| TASK STATEMENT |
Output all of the records exactly, word for word.

| PROVIDED RECORDS |
+ + +

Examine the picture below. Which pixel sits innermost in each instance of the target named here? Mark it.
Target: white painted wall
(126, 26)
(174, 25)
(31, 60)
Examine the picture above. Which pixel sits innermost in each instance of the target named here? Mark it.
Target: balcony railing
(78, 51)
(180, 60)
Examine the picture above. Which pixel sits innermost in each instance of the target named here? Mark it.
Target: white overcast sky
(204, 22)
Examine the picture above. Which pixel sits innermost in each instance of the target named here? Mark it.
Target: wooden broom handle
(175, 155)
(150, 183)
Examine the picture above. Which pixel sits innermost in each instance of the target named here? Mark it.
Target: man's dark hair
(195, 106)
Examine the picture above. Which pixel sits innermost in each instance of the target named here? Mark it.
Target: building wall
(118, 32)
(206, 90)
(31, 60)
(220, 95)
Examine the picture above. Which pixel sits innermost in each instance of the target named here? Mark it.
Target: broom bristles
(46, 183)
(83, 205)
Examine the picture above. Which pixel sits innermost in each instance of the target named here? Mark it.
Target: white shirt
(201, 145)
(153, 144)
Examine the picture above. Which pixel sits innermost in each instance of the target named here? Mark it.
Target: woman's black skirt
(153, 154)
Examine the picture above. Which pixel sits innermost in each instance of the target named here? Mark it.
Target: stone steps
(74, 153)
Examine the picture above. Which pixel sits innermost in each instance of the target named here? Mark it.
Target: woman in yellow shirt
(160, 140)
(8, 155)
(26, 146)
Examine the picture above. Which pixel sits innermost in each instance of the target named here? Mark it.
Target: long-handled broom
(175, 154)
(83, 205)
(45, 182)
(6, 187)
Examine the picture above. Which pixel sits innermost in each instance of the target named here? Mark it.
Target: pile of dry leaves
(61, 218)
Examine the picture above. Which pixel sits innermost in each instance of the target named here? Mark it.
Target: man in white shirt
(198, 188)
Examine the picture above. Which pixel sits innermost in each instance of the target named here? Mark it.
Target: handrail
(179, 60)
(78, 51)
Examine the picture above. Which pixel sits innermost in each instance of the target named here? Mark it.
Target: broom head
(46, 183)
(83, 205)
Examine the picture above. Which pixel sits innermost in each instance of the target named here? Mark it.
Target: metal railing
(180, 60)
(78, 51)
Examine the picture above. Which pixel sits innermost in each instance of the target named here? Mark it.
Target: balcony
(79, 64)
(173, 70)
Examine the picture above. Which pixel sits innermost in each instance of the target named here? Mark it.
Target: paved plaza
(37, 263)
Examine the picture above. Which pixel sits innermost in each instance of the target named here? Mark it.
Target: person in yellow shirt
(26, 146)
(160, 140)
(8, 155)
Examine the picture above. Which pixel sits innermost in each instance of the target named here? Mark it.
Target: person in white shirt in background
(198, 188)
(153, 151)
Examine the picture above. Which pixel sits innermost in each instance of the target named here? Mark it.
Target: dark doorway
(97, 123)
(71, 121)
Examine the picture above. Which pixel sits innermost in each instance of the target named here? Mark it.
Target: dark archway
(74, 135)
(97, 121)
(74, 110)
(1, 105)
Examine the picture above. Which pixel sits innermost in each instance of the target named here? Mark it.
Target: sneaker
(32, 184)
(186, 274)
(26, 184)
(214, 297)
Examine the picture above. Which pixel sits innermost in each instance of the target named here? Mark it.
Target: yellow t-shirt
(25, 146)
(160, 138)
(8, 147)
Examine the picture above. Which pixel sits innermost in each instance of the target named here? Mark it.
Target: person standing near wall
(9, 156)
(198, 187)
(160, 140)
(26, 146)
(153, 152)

+ + +

| SOLVED PROBLEM |
Examine the picture below. Which pixel sits innermost in each instance of the target named here? Mark it.
Target: white painted wall
(126, 26)
(174, 25)
(31, 60)
Examine the picture above. Which pixel sits innermost in each instance of the target named here? Mark it.
Target: balcony railing
(78, 51)
(180, 60)
Examine the picture above. Which pixel sits innermost in each instance of the target named here? Mark it.
Target: white overcast sky
(204, 22)
Examine the picture above. Which pixel sits innermost in each instance of the target named here? Mark it.
Target: wooden broom handle
(175, 155)
(150, 183)
Examine the picture above. Which pixel sits innermost in each instance of the target named here? Mark it.
Target: man's dark hair
(195, 106)
Examine the picture above. Which pixel sits innermost in each instance of the target named here? Mark it.
Target: building wall
(118, 32)
(206, 90)
(31, 60)
(220, 95)
Examine the picture above. Which pixel sits innermost in each instance of the target named here? Mark it.
Target: broom bristles
(46, 183)
(83, 205)
Examine the picture above. Which pixel sits innermost in each instance of the target named here? Mark it.
Target: white shirt
(201, 145)
(153, 144)
Examine the picture above. Which pixel sits innermost in each instance of the target named here? Mark it.
Target: woman's black skirt
(153, 154)
Examine the picture above. Which pixel sits innermost in each instance of the target named here? Mark it.
Target: stone steps
(74, 153)
Examine the picture above. Which pixel sits innermost in each instance of the target named here? Mark it.
Target: woman in yellow shirt
(160, 140)
(8, 155)
(26, 146)
Examine the picture above. Which pixel sits innermost in each instance of the target named here? Mark it.
Target: long-handled broom
(175, 154)
(83, 205)
(45, 182)
(6, 187)
Examine the picture above. Which pixel sits innermost in each instance of the target named here? Mark it.
Target: pile of dry leaves
(61, 218)
Examine the picture above. Which pixel sits innermost in each instance of the target named here? Mark it.
Target: man in white shirt
(198, 188)
Examine the picture above. Which pixel sits innermost in each instance of the target named here? Mark it.
Target: handrail
(179, 60)
(78, 51)
Examine the picture above. Which pixel sits innermost in each instance of the target named here? Mark it.
Target: broom head
(46, 183)
(83, 205)
Examine the picture above. Which pixel sits innermost in each instance of the target named here? Mark it.
Target: metal railing
(180, 60)
(78, 51)
Examine the picture above. Which pixel sits innermost in each instance of the target named here? Mark it.
Target: balcony
(79, 64)
(173, 70)
Examine the picture above. Which pixel sits innermost in each instance of the target named here? Mark it.
Target: paved plaza
(37, 263)
Examine the picture above. Which pixel sits innermost in each instance of the target named here? Mark it.
Target: person in yellow shirt
(26, 146)
(160, 140)
(8, 155)
Examine the picture above. Which pixel sits innermost in each instance of the target named here? Mark it.
Target: person in white shirt in background
(198, 188)
(153, 151)
Examine the picture above. Which pixel sits innermost in each instance of the target named here? Mark it.
Target: dark doorway
(97, 123)
(71, 121)
Examine the picture above. Which pixel sits innermost in each instance of the target named here? Mark it.
Target: dark archway
(74, 135)
(97, 121)
(74, 110)
(1, 105)
Examine the picture above. Which pixel sits innermost in each instance of the target named here? Mark it.
Target: sneaker
(32, 184)
(186, 274)
(26, 184)
(214, 297)
Examine the picture above. Which pixel sits innermost in each instance of the target named here? Mark it.
Target: yellow t-shirt
(25, 146)
(160, 138)
(8, 147)
Examine the picture above. Which pixel sits innermost in each instance of the target named here? Mark it.
Target: person standing near wall
(9, 156)
(198, 187)
(160, 140)
(26, 146)
(153, 152)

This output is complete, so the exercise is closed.